SHORT TASK :: Would you transcribe the whole listing exactly, minus its pictures?

MATERIAL PROVIDED ::
++++
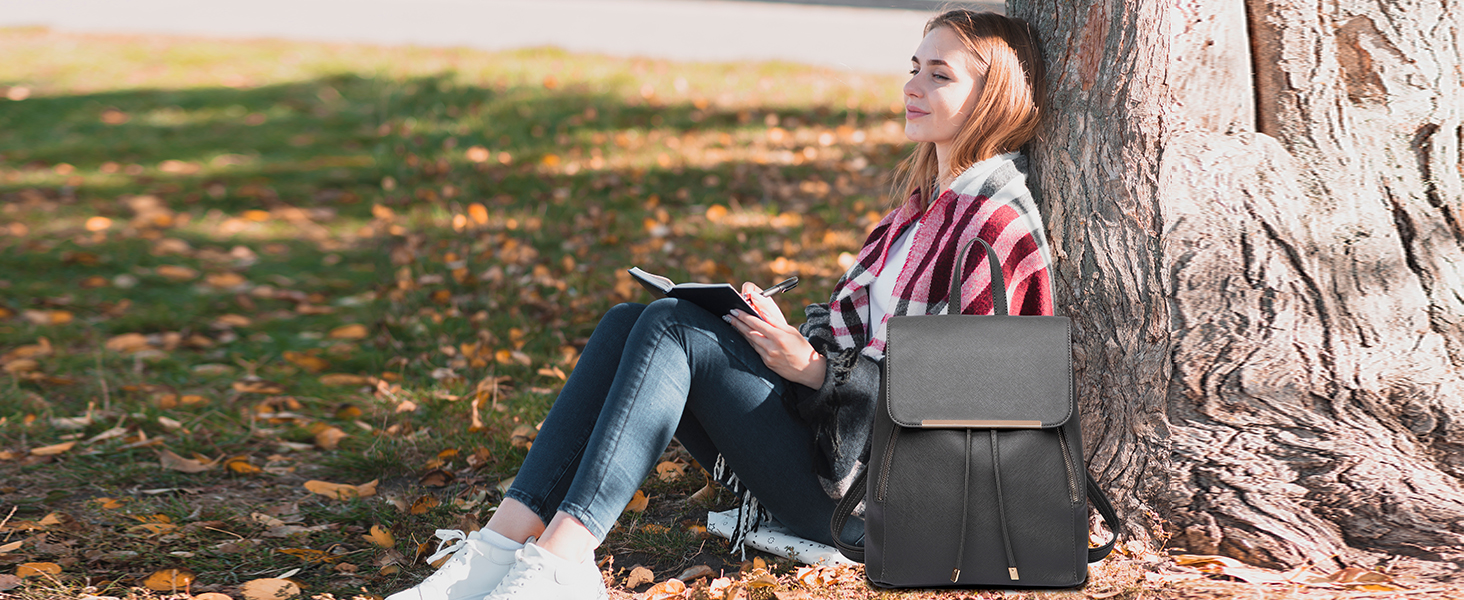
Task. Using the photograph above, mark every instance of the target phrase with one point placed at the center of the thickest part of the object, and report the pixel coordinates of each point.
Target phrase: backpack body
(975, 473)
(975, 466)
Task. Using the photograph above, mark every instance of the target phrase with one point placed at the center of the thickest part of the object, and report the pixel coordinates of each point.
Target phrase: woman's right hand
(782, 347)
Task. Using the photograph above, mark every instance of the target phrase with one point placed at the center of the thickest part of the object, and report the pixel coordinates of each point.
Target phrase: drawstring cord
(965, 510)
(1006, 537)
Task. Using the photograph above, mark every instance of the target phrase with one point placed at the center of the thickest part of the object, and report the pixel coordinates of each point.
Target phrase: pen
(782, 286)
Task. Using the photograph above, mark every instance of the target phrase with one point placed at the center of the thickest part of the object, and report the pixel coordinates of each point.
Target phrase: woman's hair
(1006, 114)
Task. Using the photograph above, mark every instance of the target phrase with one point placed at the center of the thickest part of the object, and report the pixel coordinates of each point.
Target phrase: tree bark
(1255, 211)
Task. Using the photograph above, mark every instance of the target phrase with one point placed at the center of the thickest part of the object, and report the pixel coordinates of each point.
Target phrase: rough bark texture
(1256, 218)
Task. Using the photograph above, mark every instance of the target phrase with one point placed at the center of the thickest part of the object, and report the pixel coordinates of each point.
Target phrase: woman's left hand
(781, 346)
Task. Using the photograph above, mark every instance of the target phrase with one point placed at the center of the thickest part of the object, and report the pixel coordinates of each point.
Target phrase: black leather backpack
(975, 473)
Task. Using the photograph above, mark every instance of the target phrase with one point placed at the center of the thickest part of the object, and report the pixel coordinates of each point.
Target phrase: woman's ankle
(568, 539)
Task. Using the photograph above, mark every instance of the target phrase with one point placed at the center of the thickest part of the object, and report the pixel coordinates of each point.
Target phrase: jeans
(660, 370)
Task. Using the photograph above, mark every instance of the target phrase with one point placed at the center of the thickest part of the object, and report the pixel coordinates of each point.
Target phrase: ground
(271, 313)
++++
THE COMPLETED TASK ::
Task. Using the photograph above, mark every instance of the target phrase with one point placed at the center of the thickest part of the object, and report the pixel coordinates of each point.
Target phrase: backpack body
(975, 473)
(975, 466)
Task. Using the photograph above, mark every instance of the target phrase with one point placed at the center of the thickest part of the object, and report the pixel coordinates of each point.
Target phrase: woman's right hand
(782, 347)
Task. Using the photograph above, mark every instance of the target phrase with one point placed at the center of the thickest part of the object, and report the pixel coordinates of each point.
Target phrase: drawstring cord
(965, 510)
(1006, 537)
Task. Using the photograph above, mark every instance of the target phrase with one point placed at the center of the thickest part of the object, and report the pixel coordinates of each point.
Target phrase: pen
(782, 286)
Task. Using the photograph above, mark every instance of the target phrase with one point placed at the center of the thickest part of the object, and report the pixel coordinates of each point.
Target phrase: woman's hair
(1006, 114)
Task. Using the photograph above, mark every instance of the target phrase with one point placed at the center of the thickest part of the object, and report the pixel coordinates of each point.
Target phrase: tree bark
(1255, 211)
Task. Using the photograph above, mark every instance of the target phrase with one point placed at the center of the thickest part of the object, and report the pixel coordinates of each point.
Target phrase: rough bark texture
(1256, 218)
Task. Using the photograph above, mark every instance of the target phrase with one point placed at the center of the thickest part of the object, and report the pixel coordinates of each point.
Target phrase: woman's left hand
(781, 346)
Task. Using the photograph above, mark every instance of the target phrase with one point placed at the center of the thickest part of the object, and report the pixel coordinates of each point.
Target phrase: black leather backpack
(975, 473)
Task. Using the photograph above, mark every instance of the target phrase with one point placed at the center of the thickest part of the object, and report the pixel coordinates of each point.
Target phrase: woman's ankle
(568, 539)
Task. Using the photograph above, mark every instance of the target phrase with one point placed at the center of the thickest part of the object, and report the pixel coordinates of each point.
Target phrase: jeans
(660, 370)
Task. Using the photograph above, mark every instance of the target phrase with one point placed at the center of the thickest part of the object, and report the pixel coordinates of each point.
Target phrase: ground
(271, 313)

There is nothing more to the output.